▸ BEREITGESTELLTER AUSZUG
■ ■ ■

Élie Domota: Der Druck zur Gleichschaltung ist eine Realität. Die bei uns in Guadeloupe dabei angewandten Bestimmungen stammen von der französischen Regierung und der Europäischen Union. Man kann seit einigen Jahren und besonders seit der Bildung der Regierung Macron feststellen, dass die sozialen und besonders die gewerkschaftlichen Rechte umfassend infrage gestellt werden. Es gibt eine organisierte Offensive der staatlichen Behörden gegen die gewerkschaftlichen Rechte. Man kann ohne sich zu täuschen sagen, dass die Gesetzestexte auf sozialem Gebiet, die per Dekreten erlassen werden, die Forderungen der Unternehmer, des Unternehmerverbands Medef übersetzen.

■ ■ ■

▸ VORLIEGENDE EINTRÄGE
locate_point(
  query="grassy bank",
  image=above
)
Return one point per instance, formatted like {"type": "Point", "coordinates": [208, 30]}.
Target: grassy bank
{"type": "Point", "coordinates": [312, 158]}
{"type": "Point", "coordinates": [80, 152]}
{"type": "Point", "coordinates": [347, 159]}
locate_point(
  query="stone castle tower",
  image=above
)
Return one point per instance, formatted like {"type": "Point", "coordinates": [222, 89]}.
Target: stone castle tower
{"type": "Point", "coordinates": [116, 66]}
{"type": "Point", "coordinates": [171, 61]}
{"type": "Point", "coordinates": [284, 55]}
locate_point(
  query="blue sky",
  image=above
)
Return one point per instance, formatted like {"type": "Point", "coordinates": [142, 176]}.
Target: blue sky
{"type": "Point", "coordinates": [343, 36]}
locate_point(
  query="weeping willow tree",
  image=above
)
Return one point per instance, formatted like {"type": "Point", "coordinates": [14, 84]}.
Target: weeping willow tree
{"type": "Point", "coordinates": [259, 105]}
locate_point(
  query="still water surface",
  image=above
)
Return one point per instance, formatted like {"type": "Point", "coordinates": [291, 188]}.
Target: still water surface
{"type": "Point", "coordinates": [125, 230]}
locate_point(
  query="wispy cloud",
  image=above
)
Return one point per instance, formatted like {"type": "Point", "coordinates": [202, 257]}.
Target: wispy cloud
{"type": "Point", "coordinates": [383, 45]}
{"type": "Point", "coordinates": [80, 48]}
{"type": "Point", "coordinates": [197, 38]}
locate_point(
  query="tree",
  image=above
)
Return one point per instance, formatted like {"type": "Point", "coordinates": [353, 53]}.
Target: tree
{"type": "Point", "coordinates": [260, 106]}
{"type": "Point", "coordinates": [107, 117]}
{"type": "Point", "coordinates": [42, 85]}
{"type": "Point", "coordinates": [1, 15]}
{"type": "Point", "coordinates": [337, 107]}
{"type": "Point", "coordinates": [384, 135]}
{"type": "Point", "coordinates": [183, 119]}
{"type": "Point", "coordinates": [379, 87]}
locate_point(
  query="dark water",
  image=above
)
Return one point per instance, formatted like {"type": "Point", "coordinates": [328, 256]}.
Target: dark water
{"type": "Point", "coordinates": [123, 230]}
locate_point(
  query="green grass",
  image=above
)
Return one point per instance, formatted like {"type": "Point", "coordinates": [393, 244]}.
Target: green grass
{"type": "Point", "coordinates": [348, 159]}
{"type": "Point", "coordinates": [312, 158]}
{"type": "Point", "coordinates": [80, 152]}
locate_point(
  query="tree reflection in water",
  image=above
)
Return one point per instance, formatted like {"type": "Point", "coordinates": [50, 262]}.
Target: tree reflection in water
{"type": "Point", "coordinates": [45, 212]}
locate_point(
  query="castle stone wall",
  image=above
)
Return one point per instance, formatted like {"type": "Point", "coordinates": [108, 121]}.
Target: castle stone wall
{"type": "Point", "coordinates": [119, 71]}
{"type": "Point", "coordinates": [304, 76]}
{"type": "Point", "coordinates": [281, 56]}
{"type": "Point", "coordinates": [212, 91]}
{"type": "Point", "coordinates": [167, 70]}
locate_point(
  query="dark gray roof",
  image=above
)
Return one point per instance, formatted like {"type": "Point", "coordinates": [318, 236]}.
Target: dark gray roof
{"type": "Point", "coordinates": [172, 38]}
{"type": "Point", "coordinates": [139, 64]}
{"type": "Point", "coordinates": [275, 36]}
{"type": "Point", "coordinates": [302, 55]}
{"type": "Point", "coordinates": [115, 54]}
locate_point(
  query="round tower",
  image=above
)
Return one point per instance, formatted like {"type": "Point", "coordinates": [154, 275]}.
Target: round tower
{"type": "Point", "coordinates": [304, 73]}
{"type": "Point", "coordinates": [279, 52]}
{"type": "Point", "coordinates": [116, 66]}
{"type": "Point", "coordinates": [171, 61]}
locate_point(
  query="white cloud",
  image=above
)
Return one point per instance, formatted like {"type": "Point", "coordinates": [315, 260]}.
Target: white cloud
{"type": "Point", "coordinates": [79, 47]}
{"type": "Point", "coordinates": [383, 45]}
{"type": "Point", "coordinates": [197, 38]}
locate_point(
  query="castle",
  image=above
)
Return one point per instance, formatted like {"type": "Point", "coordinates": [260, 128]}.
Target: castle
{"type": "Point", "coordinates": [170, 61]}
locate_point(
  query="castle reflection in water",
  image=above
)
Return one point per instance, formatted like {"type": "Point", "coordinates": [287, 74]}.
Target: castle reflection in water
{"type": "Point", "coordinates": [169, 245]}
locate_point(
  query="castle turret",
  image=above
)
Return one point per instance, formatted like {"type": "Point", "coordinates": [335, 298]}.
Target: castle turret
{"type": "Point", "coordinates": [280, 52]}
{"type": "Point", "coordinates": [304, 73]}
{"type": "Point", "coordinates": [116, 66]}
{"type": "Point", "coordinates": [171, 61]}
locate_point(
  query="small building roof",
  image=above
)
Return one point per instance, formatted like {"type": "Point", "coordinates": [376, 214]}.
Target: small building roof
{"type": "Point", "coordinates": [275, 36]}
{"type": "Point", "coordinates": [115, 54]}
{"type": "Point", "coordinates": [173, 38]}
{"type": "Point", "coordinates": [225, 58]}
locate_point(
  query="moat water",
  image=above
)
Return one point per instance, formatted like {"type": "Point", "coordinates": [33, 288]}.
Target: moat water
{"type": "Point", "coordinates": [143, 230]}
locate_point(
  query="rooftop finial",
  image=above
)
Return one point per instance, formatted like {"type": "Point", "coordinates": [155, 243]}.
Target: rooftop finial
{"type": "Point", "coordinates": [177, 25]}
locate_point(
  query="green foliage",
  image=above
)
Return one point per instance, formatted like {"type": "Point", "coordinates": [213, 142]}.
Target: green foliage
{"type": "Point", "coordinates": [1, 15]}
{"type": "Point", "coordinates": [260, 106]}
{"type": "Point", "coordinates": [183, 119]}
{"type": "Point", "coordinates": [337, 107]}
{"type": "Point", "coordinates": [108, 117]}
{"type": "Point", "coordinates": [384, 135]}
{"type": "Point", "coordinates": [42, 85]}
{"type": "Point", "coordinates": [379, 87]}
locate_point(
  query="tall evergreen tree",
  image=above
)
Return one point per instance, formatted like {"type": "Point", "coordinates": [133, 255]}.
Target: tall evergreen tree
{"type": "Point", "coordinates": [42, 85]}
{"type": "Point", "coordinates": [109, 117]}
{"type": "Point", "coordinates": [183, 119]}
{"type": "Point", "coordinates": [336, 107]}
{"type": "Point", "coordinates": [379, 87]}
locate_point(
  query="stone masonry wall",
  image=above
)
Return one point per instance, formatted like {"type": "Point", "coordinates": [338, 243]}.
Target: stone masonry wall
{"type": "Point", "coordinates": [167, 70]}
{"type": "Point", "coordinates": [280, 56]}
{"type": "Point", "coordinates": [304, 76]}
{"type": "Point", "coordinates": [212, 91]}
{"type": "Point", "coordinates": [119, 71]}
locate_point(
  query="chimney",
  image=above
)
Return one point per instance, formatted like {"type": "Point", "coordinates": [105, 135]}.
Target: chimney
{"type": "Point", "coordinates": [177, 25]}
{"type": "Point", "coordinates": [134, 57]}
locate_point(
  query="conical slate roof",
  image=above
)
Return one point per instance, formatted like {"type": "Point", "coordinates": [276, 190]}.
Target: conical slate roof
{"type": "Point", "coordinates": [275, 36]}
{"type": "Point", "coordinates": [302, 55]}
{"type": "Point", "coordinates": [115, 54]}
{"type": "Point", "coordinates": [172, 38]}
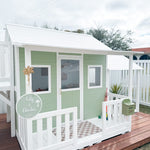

■ ■ ■

▸ GESTELLTE AUFGABE 1
Beantworten Sie anhand des Auszugs über gewerkschaftliche Rechte in Guadeloupe die folgenden Fragen:
(a) Von wem stammen die in Guadeloupe angewandten Bestimmungen?
(b) Seit der Bildung welcher Regierung werden die sozialen Rechte besonders infrage gestellt?
(c) Wessen Forderungen übersetzen die per Dekret erlassenen Gesetzestexte auf sozialem Gebiet?
▸ GESTELLTE AUFGABE 2
Erläutern Sie in ein bis drei Sätzen, weshalb die Gesetzestexte auf sozialem Gebiet laut dem Auszug über gewerkschaftliche Rechte in Guadeloupe den Unternehmern dienen.
▸ GESTELLTE AUFGABE 3
Führen Sie den Auszug über gewerkschaftliche Rechte in Guadeloupe im Anschluss an seinen letzten Satz fort.

▸ ENDGÜLTIGE ANTWORT 1
(a) Von der französischen Regierung und der Europäischen Union.
(b) Seit der Bildung der Regierung Macron.
(c) Die Forderungen der Unternehmer, des Unternehmerverbands Medef.

▸ ENDGÜLTIGE ANTWORT 2
Nach Domotas Darstellung werden diese Gesetzestexte per Dekret erlassen und übersetzen die Forderungen der Unternehmer und des Unternehmerverbands Medef. Damit setzen sie deren Anliegen in geltendes Recht um.

▸ ENDGÜLTIGE ANTWORT 3
Man spürt es sehr deutlich: die Organisationen für den Kampf wie unsere werden offen diffamiert. Und der Prozess gegen mich passt in diesen Rahmen. Sie wollen die kämpferischen Kollegen verteufeln, kriminalisieren und unterdrücken und herausfinden, wie sie eine Gewerkschaft für die Zusammenarbeit, wie wir es nennen, formen können, eine Gewerkschaft für faule Kompromisse und „soziale Begleitung“ im Dienste des Großkapitals, der EU und des Staates.

Weil wir aber diesen Rahmen ablehnen, sind wir besonders seit 2009 (doch tatsächlich immer schon) Zielscheibe des französischen Staates, und wir zählen 108 Personen unserer Organisation und auch weitere Opfer der Repression, die direkt von den französischen Gerichten wegen Mobilisierung, Streik, Demonstration für die Verbesserung der Lebensbedingungen verfolgt werden. (…)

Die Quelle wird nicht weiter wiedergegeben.